TASK STATEMENT: The records below need to be printed in full. Keep each one exact.
[AVAILABLE DATA Boundary: Start]
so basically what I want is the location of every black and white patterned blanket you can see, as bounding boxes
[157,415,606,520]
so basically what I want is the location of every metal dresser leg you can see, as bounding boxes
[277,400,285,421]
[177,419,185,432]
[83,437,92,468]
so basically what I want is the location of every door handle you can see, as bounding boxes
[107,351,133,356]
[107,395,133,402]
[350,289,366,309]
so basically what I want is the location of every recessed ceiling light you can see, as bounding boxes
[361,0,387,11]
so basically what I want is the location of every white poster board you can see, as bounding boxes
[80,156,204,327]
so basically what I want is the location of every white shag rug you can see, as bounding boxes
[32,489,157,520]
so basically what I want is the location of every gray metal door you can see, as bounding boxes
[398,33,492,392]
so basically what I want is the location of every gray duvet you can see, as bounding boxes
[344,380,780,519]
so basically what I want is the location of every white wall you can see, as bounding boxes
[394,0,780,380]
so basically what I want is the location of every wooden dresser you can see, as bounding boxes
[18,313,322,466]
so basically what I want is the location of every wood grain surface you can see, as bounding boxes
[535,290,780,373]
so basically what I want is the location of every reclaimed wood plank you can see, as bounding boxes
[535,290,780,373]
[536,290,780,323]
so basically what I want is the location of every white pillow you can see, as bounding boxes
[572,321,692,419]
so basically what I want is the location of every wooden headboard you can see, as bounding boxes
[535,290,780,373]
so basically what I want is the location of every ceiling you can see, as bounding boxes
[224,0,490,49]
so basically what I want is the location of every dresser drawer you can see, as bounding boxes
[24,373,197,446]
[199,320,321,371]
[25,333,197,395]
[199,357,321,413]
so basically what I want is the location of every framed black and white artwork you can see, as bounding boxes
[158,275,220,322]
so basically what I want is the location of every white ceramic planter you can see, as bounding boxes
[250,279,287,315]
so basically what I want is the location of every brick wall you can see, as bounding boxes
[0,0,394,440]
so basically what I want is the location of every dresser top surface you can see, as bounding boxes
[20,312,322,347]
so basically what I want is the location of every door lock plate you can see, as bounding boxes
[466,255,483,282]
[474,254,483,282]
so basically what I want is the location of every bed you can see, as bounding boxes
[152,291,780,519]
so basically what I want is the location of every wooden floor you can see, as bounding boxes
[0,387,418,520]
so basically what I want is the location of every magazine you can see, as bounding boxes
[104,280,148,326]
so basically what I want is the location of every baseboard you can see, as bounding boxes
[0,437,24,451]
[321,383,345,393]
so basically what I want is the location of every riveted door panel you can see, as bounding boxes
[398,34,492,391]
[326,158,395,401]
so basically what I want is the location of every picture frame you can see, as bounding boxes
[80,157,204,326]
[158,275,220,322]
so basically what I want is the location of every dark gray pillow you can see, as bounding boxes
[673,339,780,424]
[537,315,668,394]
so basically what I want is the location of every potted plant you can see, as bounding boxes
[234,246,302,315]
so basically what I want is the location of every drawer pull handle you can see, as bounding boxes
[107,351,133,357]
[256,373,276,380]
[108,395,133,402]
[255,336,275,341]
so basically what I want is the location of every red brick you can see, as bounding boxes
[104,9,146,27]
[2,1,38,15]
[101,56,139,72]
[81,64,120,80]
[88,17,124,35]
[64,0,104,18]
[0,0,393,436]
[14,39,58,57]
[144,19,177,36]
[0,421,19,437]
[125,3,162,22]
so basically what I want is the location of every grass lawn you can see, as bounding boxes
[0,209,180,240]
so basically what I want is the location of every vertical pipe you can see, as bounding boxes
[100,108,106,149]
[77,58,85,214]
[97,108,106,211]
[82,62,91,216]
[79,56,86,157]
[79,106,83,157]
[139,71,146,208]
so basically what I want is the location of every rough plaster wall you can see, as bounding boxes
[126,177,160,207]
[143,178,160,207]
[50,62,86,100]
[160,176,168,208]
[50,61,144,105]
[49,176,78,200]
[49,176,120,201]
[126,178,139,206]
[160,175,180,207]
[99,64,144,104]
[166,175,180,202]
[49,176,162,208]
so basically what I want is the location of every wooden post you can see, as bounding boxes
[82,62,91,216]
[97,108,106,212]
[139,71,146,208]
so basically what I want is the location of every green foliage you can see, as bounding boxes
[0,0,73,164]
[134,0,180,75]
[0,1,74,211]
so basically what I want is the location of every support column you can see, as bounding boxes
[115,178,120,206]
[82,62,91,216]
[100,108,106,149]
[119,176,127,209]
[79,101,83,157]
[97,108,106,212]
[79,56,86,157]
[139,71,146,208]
[AVAILABLE DATA Boundary: End]
ANSWER FOR THIS EXERCISE:
so basically what I want is the location of every black and white patterned blanket you can see, as bounding boxes
[157,415,606,520]
so basically what I want is the location of every metal dresser leg you can see, as bounding boxes
[277,400,285,421]
[177,419,185,432]
[83,437,92,468]
so basically what I want is the location of every door handle you can see, as bounding boxes
[107,351,133,356]
[107,395,133,402]
[350,289,366,309]
so basically what I want is the location of every recessed ceiling light you can see, as bounding boxes
[361,0,387,11]
so basically what I want is the location of every white poster board you can see, as bounding boxes
[80,156,204,327]
so basically what I want is the location of every white shag rug you can see, as bounding boxes
[32,489,157,520]
so basically what I want is the location of every gray metal door you can see, as bounding boxes
[398,33,492,392]
so basically what I want is the location of every gray duvet you can see, as bounding boxes
[344,380,780,519]
so basically what I want is the location of every white wall you can see, as bounding boxes
[394,0,780,380]
so basically what I want is the location of every wooden dresser you can see, as bounding boxes
[18,313,322,466]
so basically what I want is the location of every wood grain surface you can see, as bounding boxes
[535,290,780,373]
so basically what I want is the location of every reclaimed wood plank you can see, as bounding boxes
[535,290,780,373]
[536,290,780,323]
so basically what I want is the location of every white pillow you can see, as bounding boxes
[572,321,692,419]
so basically what I want is the location of every wooden headboard you can see, as bounding boxes
[535,290,780,373]
so basically what I want is the location of every ceiling you can see, as bounding boxes
[224,0,490,49]
so basically what I want is the location of every dresser drawer you can see, as bounding boxes
[24,373,197,446]
[199,320,321,371]
[25,333,197,395]
[199,357,321,413]
so basically what I want is the location of every framed black and white artwork you can see, as bounding boxes
[158,275,220,322]
so basically what I want is the location of every white ceramic planter you can see, as bounding boxes
[250,279,287,315]
so basically what I want is the location of every brick wall you can see, as bounding boxes
[0,0,394,440]
so basically what I want is the location of every dresser top surface you can see, as bounding boxes
[20,312,322,347]
so basically what I want is the location of every door lock plate you can see, as bounding boxes
[466,255,483,282]
[474,254,483,282]
so basically what I want is the location of every bed you can see, as bounding boxes
[152,291,780,519]
so basically what I want is the location of every wooden floor you can see, as bounding boxes
[0,387,418,520]
so basically what I want is the location of every magazine you can see, as bounding boxes
[104,280,148,326]
so basically what I want is the location of every baseboard you can see, as bounding boxes
[0,437,24,451]
[321,383,345,393]
so basically what I want is the location of every riveted door panel you can see, as bounding boxes
[398,34,492,391]
[326,158,395,401]
so basically what I want is the location of every picture frame you can see, as bounding boxes
[80,157,204,326]
[158,275,220,322]
so basically what I want is the location of every dark gray pillow you can see, as bounding boxes
[673,339,780,424]
[537,315,668,394]
so basically what I want is the location of every potted plant you can see, as bounding boxes
[234,246,302,315]
so basically what I want is the location of every drawer pull handle you can see, as bounding boxes
[107,351,133,357]
[256,373,276,380]
[108,395,133,402]
[255,336,275,341]
so basically what I want is the location of every red brick you can see, as bounding boxes
[104,9,146,27]
[2,1,38,15]
[101,56,139,72]
[81,64,120,80]
[88,17,124,35]
[64,0,104,18]
[0,0,393,436]
[14,39,58,57]
[144,19,177,36]
[0,421,19,437]
[125,3,162,22]
so basically what I want is the location of every grass lawn you can see, as bounding boxes
[0,209,180,240]
so basically what I want is the location of every vertical pipe you can see, as bounding boxes
[100,108,106,149]
[77,58,85,214]
[97,108,106,211]
[82,62,91,216]
[79,56,86,157]
[79,106,83,157]
[139,71,146,208]
so basically what I want is the location of every rough plaster wall you can see, as bounding boxes
[126,177,160,207]
[143,178,160,207]
[50,62,86,100]
[160,176,168,208]
[50,61,144,105]
[49,176,78,200]
[49,176,120,201]
[126,178,139,206]
[160,175,180,207]
[99,64,144,104]
[166,175,180,202]
[49,176,162,208]
so basically what I want is the location of every wooden post you can see, as bounding boxes
[82,62,91,216]
[97,108,106,212]
[139,71,146,208]
so basically what I want is the location of every green foliage you can see, as bounding boxes
[0,0,73,164]
[134,0,180,75]
[0,1,74,211]
so basically what I want is the location of every support column you can see, as bounding boxes
[115,178,120,206]
[82,62,91,216]
[100,108,106,149]
[119,176,127,209]
[79,101,83,157]
[97,108,106,212]
[79,56,86,157]
[139,71,146,208]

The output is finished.